Problem to work on:
In the records, find every line with the word "mirror" and copy it out.

+++ Data for the task

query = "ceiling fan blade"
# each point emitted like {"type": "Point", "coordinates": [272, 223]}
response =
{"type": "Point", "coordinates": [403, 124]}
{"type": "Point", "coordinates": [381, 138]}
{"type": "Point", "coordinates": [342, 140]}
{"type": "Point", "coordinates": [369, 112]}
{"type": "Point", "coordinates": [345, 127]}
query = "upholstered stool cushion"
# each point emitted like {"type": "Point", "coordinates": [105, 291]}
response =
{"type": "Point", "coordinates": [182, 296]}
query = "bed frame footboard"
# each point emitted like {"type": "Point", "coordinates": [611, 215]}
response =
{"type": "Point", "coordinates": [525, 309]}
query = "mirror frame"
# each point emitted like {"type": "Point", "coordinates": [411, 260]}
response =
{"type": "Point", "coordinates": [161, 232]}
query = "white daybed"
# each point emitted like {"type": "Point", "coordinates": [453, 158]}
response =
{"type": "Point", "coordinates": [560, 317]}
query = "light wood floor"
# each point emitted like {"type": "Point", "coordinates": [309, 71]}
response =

++++++
+++ Data for the task

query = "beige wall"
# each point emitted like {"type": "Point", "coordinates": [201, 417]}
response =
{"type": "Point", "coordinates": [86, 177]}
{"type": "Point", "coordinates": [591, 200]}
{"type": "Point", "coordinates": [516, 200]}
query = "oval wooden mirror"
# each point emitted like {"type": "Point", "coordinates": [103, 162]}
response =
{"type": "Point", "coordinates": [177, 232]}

++++++

Response for this exercise:
query = "mirror frame"
query = "oval wooden mirror"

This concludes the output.